# READING TEXT
=======

Re: ISO vs Unicode UTF-8 (was RE: UTF-8 signature in web and email)

From: Michael \(michka\) Kaplan (michka@trigeminal.com)
Date: Wed May 30 2001 - 19:46:29 EDT


Simon,

Would you care to answer (officially) why exactly Oracle needs for anything
to be done here? Per the spec, it is not illegal for a process to interpret
5/6-byte supplementary characters; it is only illegal to emit them. It seems
that Oracle and everyone else is well covered with the existing standard and
spec:

1) Any time Oracle insists on emiting the incorrect form, a process can
accept it and read it. Thus everything will work.

2) Any time Oracle picks up legal and proper UTF-8, it will (per your words
below) read it correctly and once again things will work.

3) Any time someone emits the b

michka

----- Original Message -----
From: "Simon Law" <simon.law@oracle.com>
To: <unicode@unicode.org>
Sent: Wednesday, May 30, 2001 11:01 AM
Subject: Re: ISO vs Unicode UTF-8 (was RE: UTF-8 signature in web and email)

> Hi Folks,
>
> Over the last few days, this email thread has generated many interesting
> discussions on the proposal of UTF-8s. At the same time some speculations
have
> been generated on why Oracle is asking for this encoding form. I hope to
clarify
> some of these misinformation in this email.

=======

# RECORD EXTRACTS

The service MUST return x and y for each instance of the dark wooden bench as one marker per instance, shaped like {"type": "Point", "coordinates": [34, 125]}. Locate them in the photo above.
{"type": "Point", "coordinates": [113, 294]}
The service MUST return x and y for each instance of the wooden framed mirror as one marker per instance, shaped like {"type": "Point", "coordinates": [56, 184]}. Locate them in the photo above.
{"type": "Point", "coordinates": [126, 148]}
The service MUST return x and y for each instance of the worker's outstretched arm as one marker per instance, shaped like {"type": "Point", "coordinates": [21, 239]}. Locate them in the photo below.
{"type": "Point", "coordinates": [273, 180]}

=======

# WHAT IS EXPECTED
Reproduce the entire UTF-8 email word for word. Rely only on the UTF-8 email, not on the lines.

# EXERCISE OUTPUT
Re: ISO vs Unicode UTF-8 (was RE: UTF-8 signature in web and email)

From: Michael \(michka\) Kaplan (michka@trigeminal.com)
Date: Wed May 30 2001 - 19:46:29 EDT


Simon,

Would you care to answer (officially) why exactly Oracle needs for anything
to be done here? Per the spec, it is not illegal for a process to interpret
5/6-byte supplementary characters; it is only illegal to emit them. It seems
that Oracle and everyone else is well covered with the existing standard and
spec:

1) Any time Oracle insists on emiting the incorrect form, a process can
accept it and read it. Thus everything will work.

2) Any time Oracle picks up legal and proper UTF-8, it will (per your words
below) read it correctly and once again things will work.

3) Any time someone emits the b

michka

----- Original Message -----
From: "Simon Law" <simon.law@oracle.com>
To: <unicode@unicode.org>
Sent: Wednesday, May 30, 2001 11:01 AM
Subject: Re: ISO vs Unicode UTF-8 (was RE: UTF-8 signature in web and email)

> Hi Folks,
>
> Over the last few days, this email thread has generated many interesting
> discussions on the proposal of UTF-8s. At the same time some speculations
have
> been generated on why Oracle is asking for this encoding form. I hope to
clarify
> some of these misinformation in this email.